EXERCISE PASSAGE ->
◆ ◆ ◆ ◆
Friday is my last day with the paper, and come June 1 I’m headed back to my native Michigan.

I moved here in 2015 from the Great Lake State due to my wife’s job. It’s amicable, but she has since moved on to a different life in a different state, and it’s time for me to do the same.

My son Thomas, an RHHS grad as of Saturday, also is headed back to Michigan to play basketball for a small school near Ann Arbor called Concordia University. My daughter, Erin, is in law school at University of Toledo. She had already begun her college volleyball career at Lourdes University in Ohio when we moved down here and had no desire to leave the Midwest.

With both of them and the rest of my family up north, there’s no reason for me to stay here. I haven’t missed winter one bit, but I’m sure I won’t miss the sand gnats, either.

Shortly after we arrived here in 2015, I got a job in communications with a certain art school in Savannah for a few short months. It was both personally and professionally toxic and I’ll leave it at that.

In March 2016 I signed on with the Bryan County News as assistant editor and I’ve loved every minute of it. My “first” newspaper career, in the late 80s and early 90s, was great. But when I left it to work in politics and later with a free-market think tank, I never pictured myself as an ink-stained wretch again.

Like they say, never say never.

During my time here at the News, I’ve covered everything that came along. That’s one big difference between working for a weekly as opposed to a daily paper. Reporters at a daily paper have a “beat” to cover. At a weekly paper like this, you cover … life. Sports, features, government meetings, crime, fundraisers, parades, festivals, successes, failures and everything in between. Oh, and hurricanes. Two of them. I’ll take a winter blizzard over that any day.
◆ ◆ ◆ ◆
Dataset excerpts
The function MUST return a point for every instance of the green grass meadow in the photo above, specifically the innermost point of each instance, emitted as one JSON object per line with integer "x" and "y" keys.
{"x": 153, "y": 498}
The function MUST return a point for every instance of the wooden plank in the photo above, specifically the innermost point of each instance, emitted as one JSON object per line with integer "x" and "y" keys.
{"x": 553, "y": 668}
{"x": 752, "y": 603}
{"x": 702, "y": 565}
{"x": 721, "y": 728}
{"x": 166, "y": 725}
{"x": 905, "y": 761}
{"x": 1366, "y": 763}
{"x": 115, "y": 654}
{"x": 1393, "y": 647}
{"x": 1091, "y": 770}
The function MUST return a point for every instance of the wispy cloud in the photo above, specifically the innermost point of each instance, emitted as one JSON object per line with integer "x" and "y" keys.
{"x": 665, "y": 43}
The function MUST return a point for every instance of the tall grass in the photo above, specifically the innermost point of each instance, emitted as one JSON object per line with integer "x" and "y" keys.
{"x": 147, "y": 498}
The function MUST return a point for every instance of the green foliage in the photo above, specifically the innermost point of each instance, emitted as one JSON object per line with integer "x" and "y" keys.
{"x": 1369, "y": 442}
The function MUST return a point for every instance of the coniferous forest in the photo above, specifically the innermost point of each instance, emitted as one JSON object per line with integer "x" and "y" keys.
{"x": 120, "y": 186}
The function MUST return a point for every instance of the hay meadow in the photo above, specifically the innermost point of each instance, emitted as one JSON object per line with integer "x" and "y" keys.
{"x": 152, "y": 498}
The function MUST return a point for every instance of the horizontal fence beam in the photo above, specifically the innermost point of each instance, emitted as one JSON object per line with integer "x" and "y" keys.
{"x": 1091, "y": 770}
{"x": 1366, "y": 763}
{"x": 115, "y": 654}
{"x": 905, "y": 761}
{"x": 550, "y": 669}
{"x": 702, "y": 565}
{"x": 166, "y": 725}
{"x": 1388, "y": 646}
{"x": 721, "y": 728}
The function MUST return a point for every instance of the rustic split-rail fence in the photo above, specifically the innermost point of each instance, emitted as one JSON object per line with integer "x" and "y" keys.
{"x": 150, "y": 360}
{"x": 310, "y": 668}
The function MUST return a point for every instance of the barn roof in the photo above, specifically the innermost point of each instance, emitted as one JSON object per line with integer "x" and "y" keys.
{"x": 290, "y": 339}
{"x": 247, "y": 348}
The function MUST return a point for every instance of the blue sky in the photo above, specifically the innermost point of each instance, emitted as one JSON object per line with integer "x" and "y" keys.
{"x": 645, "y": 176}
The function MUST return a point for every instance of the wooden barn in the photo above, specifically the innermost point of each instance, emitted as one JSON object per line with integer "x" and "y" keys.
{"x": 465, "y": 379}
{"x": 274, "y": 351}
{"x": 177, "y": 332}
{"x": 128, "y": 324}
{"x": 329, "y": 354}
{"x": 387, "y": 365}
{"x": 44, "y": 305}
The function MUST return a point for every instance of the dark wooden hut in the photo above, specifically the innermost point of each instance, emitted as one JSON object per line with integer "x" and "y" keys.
◆ ◆ ◆ ◆
TASK REQUIREMENTS ->
Print the text of the farewell column between "Friday is my" and "do the same.", inclusive.

ANSWER BOX ->
Friday is my last day with the paper, and come June 1 I’m headed back to my native Michigan.

I moved here in 2015 from the Great Lake State due to my wife’s job. It’s amicable, but she has since moved on to a different life in a different state, and it’s time for me to do the same.